TASK DESCRIPTION: Can you reproduce every line of the records below, shifting each point coordinate in the answers by -112 and leaving all other text and numbers as they are?

········

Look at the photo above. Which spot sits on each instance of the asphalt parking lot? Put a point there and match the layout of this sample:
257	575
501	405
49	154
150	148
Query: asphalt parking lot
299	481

········

FINISHED EXERCISE:
Look at the photo above. Which spot sits on each instance of the asphalt parking lot? Put a point there and match the layout of this sample:
257	575
501	405
49	154
150	148
Query: asphalt parking lot
187	369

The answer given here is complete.